→ **Work to be completed**
Would you go through the records below and copy each line with the string "rocky"?

→ **Supplied information**
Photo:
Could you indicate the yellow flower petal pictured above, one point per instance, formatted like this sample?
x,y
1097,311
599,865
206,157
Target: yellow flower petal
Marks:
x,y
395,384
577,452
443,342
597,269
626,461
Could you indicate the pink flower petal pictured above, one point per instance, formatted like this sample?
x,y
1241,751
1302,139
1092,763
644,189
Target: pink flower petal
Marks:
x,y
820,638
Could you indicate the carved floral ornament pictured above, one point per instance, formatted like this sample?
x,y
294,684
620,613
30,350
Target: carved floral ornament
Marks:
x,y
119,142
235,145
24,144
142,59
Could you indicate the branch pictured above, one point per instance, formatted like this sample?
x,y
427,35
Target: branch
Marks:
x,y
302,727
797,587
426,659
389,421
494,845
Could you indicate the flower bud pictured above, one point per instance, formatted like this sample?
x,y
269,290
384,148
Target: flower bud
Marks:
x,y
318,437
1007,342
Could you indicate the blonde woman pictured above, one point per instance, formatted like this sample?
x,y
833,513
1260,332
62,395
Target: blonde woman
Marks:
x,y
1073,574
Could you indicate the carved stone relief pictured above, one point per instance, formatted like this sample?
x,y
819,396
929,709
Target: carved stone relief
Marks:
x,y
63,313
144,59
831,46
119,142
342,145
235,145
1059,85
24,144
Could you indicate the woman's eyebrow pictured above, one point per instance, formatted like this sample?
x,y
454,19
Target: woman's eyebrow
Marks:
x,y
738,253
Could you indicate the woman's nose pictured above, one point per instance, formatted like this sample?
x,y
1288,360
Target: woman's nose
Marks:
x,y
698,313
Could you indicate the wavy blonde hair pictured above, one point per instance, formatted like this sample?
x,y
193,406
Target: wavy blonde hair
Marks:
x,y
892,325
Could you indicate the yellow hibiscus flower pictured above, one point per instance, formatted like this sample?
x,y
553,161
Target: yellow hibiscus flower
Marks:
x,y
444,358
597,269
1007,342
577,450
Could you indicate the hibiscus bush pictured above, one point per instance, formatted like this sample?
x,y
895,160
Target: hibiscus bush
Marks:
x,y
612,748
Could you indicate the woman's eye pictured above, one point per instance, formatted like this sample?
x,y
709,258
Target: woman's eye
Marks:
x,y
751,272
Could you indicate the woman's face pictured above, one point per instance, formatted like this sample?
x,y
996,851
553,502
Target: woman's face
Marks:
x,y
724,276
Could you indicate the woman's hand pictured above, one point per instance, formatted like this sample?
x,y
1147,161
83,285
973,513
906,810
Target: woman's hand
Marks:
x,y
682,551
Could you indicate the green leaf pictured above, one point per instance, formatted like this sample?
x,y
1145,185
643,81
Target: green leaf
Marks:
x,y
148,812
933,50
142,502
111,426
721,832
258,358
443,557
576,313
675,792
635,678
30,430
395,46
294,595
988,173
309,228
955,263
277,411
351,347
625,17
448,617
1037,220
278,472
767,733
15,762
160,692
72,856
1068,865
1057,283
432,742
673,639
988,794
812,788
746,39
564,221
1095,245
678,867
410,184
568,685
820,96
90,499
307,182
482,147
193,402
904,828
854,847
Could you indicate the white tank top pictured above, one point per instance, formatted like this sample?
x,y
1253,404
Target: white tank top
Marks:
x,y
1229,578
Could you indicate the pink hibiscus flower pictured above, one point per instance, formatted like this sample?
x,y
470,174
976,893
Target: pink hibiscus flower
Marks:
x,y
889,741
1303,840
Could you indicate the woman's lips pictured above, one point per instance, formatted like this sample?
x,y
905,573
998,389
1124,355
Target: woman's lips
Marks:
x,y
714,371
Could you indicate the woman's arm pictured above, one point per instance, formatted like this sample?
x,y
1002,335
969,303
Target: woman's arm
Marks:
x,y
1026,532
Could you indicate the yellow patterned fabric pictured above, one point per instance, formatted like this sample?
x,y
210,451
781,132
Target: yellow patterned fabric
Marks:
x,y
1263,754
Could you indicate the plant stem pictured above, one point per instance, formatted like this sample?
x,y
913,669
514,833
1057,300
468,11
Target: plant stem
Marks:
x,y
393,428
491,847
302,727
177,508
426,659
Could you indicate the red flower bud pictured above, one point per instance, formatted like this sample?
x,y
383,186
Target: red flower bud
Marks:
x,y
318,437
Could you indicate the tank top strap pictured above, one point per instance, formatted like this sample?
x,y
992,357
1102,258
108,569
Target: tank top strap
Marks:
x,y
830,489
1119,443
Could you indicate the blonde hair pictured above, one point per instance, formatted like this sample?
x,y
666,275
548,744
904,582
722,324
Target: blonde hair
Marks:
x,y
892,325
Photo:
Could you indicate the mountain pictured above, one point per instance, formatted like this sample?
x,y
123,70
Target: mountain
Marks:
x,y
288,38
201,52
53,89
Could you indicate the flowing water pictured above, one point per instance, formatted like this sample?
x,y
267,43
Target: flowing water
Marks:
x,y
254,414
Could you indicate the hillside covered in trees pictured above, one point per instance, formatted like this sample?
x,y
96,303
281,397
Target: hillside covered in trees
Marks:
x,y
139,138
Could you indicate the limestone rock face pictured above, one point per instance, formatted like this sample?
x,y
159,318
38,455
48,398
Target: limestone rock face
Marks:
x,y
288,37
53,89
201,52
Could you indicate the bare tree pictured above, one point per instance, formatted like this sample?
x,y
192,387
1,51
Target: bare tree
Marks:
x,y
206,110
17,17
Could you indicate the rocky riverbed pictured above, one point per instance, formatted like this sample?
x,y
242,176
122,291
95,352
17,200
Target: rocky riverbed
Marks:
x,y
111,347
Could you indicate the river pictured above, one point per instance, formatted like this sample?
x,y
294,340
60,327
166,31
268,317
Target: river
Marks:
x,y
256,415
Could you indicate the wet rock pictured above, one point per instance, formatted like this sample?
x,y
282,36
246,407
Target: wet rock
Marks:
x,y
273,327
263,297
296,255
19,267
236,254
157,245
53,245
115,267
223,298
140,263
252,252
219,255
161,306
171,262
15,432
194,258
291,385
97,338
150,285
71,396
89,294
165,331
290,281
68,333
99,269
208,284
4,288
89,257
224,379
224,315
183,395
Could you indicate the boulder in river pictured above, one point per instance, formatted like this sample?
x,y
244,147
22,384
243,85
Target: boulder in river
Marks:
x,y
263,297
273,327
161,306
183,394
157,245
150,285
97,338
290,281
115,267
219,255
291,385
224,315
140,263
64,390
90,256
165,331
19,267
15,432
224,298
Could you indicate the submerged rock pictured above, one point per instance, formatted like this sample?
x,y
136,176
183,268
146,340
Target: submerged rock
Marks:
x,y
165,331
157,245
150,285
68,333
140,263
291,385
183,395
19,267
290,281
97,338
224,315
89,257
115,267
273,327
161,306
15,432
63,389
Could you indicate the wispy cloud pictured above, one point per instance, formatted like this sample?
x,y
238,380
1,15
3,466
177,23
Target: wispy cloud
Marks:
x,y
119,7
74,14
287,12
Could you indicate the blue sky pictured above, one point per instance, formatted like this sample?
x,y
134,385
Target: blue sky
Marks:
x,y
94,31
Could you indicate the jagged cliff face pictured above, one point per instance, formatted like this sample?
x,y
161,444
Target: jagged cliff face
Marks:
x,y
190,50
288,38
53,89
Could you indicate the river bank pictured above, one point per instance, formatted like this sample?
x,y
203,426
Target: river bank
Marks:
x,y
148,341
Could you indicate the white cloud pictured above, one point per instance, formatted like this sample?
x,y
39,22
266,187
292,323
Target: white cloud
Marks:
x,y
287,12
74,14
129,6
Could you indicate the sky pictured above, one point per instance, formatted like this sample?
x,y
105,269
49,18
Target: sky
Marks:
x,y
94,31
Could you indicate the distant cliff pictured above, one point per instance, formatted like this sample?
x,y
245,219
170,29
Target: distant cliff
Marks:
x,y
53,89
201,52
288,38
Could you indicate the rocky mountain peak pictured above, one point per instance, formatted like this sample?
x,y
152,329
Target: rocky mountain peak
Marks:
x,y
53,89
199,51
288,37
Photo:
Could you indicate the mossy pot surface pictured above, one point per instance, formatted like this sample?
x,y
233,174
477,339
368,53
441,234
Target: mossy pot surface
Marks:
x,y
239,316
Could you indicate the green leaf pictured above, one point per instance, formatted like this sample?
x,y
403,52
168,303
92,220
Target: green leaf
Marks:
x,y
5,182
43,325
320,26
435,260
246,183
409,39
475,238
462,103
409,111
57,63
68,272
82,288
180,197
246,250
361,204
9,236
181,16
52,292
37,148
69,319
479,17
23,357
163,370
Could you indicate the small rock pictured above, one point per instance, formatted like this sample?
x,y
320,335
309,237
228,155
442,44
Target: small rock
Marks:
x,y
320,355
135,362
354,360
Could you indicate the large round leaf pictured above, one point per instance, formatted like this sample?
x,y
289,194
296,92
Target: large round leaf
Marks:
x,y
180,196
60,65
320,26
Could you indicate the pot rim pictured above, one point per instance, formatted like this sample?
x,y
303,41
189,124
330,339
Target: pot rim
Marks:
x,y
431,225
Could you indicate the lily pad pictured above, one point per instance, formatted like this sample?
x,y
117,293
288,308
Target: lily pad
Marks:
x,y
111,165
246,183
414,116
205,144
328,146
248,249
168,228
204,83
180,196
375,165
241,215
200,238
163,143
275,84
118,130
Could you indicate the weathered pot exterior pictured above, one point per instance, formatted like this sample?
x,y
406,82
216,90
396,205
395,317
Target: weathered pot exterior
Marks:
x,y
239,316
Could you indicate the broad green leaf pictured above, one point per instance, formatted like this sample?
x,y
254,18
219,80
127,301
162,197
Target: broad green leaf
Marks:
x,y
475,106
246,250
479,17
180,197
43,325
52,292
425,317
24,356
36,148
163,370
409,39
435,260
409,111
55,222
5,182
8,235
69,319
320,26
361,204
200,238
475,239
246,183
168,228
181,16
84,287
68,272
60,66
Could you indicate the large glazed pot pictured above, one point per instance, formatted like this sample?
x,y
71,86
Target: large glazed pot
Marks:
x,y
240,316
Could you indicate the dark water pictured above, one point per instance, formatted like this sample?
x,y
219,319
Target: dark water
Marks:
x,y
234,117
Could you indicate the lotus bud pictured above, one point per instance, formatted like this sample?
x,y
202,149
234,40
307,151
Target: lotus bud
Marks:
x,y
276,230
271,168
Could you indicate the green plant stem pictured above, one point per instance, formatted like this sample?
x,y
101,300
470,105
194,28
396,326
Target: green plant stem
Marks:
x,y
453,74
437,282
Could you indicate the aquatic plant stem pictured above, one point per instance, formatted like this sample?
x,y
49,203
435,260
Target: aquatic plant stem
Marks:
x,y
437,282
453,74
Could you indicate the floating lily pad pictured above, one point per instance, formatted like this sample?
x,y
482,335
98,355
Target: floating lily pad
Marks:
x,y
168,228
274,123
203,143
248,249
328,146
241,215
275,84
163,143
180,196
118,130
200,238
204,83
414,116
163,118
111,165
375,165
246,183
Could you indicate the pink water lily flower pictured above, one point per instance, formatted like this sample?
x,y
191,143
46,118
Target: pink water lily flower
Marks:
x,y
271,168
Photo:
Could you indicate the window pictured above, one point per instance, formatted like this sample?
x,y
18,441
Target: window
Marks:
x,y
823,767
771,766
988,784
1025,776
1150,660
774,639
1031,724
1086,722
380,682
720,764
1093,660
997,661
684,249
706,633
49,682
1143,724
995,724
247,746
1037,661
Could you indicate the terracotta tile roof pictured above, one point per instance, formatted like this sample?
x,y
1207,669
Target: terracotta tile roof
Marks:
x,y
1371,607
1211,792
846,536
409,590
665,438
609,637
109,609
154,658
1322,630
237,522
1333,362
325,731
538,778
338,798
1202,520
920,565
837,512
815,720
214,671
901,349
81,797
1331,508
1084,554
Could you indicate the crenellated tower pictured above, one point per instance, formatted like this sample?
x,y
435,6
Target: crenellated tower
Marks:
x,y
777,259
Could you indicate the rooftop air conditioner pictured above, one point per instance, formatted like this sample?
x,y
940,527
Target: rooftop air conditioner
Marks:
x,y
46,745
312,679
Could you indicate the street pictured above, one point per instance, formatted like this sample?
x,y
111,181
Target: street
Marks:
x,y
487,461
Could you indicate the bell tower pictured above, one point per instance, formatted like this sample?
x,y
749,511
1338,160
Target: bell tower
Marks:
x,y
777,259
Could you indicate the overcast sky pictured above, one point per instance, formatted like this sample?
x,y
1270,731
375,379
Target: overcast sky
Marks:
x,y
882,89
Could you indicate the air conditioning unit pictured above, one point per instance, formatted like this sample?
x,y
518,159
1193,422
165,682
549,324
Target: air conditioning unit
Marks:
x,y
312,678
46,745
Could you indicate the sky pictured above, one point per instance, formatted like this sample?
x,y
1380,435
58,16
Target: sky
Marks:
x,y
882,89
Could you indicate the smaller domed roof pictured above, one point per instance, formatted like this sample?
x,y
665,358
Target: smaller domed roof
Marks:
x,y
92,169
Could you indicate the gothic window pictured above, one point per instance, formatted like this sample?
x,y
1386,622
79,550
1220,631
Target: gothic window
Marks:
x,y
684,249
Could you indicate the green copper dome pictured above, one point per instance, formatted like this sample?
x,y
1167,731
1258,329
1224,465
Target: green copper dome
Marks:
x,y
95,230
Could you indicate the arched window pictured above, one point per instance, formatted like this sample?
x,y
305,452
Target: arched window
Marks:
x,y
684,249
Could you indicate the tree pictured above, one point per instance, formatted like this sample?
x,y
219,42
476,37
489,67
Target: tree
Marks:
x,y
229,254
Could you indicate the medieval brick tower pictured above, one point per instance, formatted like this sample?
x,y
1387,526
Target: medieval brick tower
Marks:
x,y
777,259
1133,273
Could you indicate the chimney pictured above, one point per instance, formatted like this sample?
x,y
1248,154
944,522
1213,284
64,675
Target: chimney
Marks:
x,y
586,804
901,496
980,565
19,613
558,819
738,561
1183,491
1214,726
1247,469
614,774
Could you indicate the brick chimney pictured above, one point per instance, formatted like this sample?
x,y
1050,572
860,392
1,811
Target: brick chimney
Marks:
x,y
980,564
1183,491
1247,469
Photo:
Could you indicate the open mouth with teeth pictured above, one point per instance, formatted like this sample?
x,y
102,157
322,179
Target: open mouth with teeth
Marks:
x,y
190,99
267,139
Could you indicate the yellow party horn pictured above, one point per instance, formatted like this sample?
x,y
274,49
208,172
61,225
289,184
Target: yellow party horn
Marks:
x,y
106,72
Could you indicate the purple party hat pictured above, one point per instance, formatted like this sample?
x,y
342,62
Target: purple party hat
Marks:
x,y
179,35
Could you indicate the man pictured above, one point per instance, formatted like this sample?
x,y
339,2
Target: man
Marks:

→ **Response for this exercise**
Could you indicate the rocky riverbed pictured above, one point per instance, formatted like this sample?
Target: rocky riverbed
Could you indicate the rocky mountain peak pictured above, one point per instance, formatted like this sample?
Target: rocky mountain peak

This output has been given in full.